— Start —

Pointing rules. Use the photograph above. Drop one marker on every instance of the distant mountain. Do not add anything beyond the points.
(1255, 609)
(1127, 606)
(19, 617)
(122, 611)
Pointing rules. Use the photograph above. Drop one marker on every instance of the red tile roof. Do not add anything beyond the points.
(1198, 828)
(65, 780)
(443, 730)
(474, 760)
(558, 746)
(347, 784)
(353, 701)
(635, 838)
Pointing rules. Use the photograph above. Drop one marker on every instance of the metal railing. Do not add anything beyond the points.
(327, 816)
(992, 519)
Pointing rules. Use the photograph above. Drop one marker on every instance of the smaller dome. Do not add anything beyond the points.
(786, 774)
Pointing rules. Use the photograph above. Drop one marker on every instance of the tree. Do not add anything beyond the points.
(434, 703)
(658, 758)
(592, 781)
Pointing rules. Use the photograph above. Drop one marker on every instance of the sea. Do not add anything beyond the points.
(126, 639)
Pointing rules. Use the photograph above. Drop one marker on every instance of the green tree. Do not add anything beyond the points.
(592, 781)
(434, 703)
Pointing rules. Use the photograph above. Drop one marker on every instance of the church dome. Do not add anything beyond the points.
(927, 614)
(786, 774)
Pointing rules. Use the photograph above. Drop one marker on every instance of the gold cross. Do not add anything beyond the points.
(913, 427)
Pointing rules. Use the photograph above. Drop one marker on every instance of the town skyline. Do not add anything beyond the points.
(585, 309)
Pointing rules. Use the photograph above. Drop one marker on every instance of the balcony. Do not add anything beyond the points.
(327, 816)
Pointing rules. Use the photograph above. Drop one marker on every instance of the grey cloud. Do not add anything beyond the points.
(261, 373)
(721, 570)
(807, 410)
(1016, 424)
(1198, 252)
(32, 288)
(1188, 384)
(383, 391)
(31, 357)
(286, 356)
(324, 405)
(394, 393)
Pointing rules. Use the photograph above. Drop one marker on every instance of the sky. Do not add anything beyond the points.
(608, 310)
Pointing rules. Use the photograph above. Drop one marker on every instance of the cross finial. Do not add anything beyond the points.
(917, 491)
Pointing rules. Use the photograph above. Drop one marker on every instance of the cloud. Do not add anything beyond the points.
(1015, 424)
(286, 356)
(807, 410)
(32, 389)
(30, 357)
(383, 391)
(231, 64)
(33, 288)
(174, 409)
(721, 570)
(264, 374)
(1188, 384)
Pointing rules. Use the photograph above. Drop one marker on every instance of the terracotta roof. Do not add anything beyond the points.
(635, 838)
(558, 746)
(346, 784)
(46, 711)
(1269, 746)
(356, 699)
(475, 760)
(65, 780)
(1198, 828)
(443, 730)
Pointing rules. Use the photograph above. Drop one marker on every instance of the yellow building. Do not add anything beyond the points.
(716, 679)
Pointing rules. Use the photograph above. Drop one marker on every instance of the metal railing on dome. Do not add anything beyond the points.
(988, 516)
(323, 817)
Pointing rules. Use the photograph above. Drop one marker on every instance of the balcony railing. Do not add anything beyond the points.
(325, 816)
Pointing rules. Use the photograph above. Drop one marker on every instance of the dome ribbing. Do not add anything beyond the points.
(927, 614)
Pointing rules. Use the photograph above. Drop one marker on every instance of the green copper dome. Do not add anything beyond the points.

— End —

* WHAT TO DO:
Revise all of the data above, putting "Place a single point" wherever "Drop one marker" appears and keeping everything else the same.

* OUTPUT OF THE EXERCISE:
Pointing rules. Use the photograph above. Place a single point on every instance of the distant mountain. Do not add anything beyond the points.
(1255, 609)
(1127, 606)
(19, 617)
(122, 611)
Pointing rules. Use the photograph above. Place a single point on every instance of the red tile roof. Do not add anything beyond the points.
(1198, 828)
(65, 780)
(443, 730)
(474, 760)
(558, 746)
(347, 784)
(353, 701)
(635, 838)
Pointing rules. Use the photograph above. Place a single point on every instance of the metal railing. Do not add anything beyond the points.
(327, 816)
(992, 519)
Pointing rules. Use the photograph above. Place a single point on every instance of the smaller dome. Do not add anything beyond the points.
(786, 774)
Pointing rules. Use the photograph above. Place a single point on every instance of the tree. Do not add anything beyond the points.
(434, 703)
(658, 758)
(592, 781)
Pointing rules. Use the photograph above. Place a single point on every instance of the sea. Do not add anything beyond the points.
(126, 639)
Pointing rules. Use the photograph above. Place a single point on every instance of the green tree. Do not add anything beyond the points.
(592, 781)
(434, 703)
Pointing rules. Use the photograph above. Place a single point on every instance of the church dome. Do not add anything beyond the points.
(927, 614)
(786, 774)
Pointing rules. Use the photograph above. Place a single point on every instance of the gold cross. Do not add anything beyond the points.
(913, 427)
Pointing rules. Use the photograph above. Place a single point on every instance of the town skyline. Do not add anything beyond the points.
(585, 309)
Pointing rules. Use the photograph above. Place a single point on every instance of the balcony. Do not add anything beyond the points.
(327, 816)
Pointing rules. Use the photograph above. Place a single point on every instance of the grey cloud. Do not add anything beyond the points.
(261, 373)
(721, 570)
(807, 410)
(1016, 424)
(1198, 252)
(32, 288)
(1188, 384)
(383, 391)
(31, 357)
(286, 356)
(324, 405)
(394, 393)
Pointing rules. Use the photograph above. Place a single point on every instance of the sky. Do not add anything beyond the points.
(608, 310)
Pointing rules. Use the photograph above. Place a single point on every instance of the cross finial. Do not add anything beyond the points.
(917, 491)
Pointing rules. Use the photograph above. Place a single point on every instance of the cloud. Do not add anything beyond the points.
(1015, 424)
(286, 356)
(807, 410)
(32, 389)
(30, 357)
(383, 391)
(231, 64)
(33, 288)
(174, 409)
(721, 570)
(264, 374)
(1188, 384)
Pointing rules. Use the photograph above. Place a single point on every instance of the terracotta roof. Do not add anything beyond the points.
(635, 838)
(558, 746)
(346, 784)
(46, 711)
(1269, 746)
(356, 699)
(475, 760)
(65, 780)
(1198, 828)
(443, 730)
Pointing rules. Use the photograph above. Place a single point on every instance of the yellow building. Do not add anything beyond the points.
(716, 679)
Pointing rules. Use the photograph above. Place a single point on every instance of the metal railing on dome. Do not add anything beyond the points.
(988, 516)
(323, 817)
Pointing rules. Use the photograph above. Place a single point on every instance of the balcony railing. Do not add anything beyond the points.
(325, 816)
Pointing rules. Use the photograph above. Place a single point on every instance of the dome ribbing. Do not add anything beyond the points.
(927, 614)
Pointing rules. Use the photograph above. Place a single point on every instance of the green copper dome. Do not add anything beyond the points.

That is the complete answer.